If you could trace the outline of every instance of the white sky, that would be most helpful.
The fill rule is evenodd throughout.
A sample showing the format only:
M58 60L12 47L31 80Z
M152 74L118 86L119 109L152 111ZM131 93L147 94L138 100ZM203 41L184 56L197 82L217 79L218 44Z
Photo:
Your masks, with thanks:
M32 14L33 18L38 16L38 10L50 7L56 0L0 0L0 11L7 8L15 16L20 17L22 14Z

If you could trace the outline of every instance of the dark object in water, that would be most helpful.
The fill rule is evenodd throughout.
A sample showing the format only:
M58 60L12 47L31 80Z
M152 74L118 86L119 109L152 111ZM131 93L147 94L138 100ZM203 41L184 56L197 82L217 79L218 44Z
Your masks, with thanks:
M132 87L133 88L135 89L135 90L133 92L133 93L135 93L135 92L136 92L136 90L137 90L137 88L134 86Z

□ □ □ □ □

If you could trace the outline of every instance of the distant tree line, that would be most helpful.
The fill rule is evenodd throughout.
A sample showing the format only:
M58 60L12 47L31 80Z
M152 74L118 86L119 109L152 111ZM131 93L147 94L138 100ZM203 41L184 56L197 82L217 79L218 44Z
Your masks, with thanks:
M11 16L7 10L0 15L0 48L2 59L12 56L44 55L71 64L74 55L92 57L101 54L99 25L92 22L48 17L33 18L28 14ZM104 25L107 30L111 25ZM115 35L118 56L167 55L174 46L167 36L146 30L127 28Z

□ □ □ □ □

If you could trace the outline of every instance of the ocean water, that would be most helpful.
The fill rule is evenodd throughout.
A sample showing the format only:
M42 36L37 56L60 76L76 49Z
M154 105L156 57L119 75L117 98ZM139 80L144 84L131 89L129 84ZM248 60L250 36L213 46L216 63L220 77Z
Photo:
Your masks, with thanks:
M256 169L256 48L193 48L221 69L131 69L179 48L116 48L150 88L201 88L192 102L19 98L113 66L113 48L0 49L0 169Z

□ □ □ □ □

:: Do this ::
Please copy the material above word for word, from the line containing "sky, that would be most helpful." through the line containing "M132 87L133 88L135", including both of those lines.

:: Output below ::
If you could trace the outline of every instance of the white sky, that would be most helpful.
The fill rule is evenodd throughout.
A sample showing the format only:
M58 60L12 47L31 80Z
M152 74L118 86L119 109L152 111ZM131 93L147 94L138 100ZM203 41L184 56L197 82L217 79L218 44Z
Photo:
Your masks, with thanks:
M32 14L33 18L38 16L38 10L50 7L56 0L0 0L0 11L7 8L15 16L20 17L22 14Z

If you could trace the outline of every instance of the dark object in water, that would be most helpful.
The fill rule is evenodd throughout.
A sample showing the format only:
M58 60L12 47L31 80Z
M152 74L118 86L119 109L152 111ZM131 93L147 94L138 100ZM203 41L184 56L197 82L217 79L218 44Z
Your masks, with thanks:
M132 87L133 88L135 89L135 90L133 92L133 93L135 93L135 92L136 92L136 90L137 90L137 88L134 86Z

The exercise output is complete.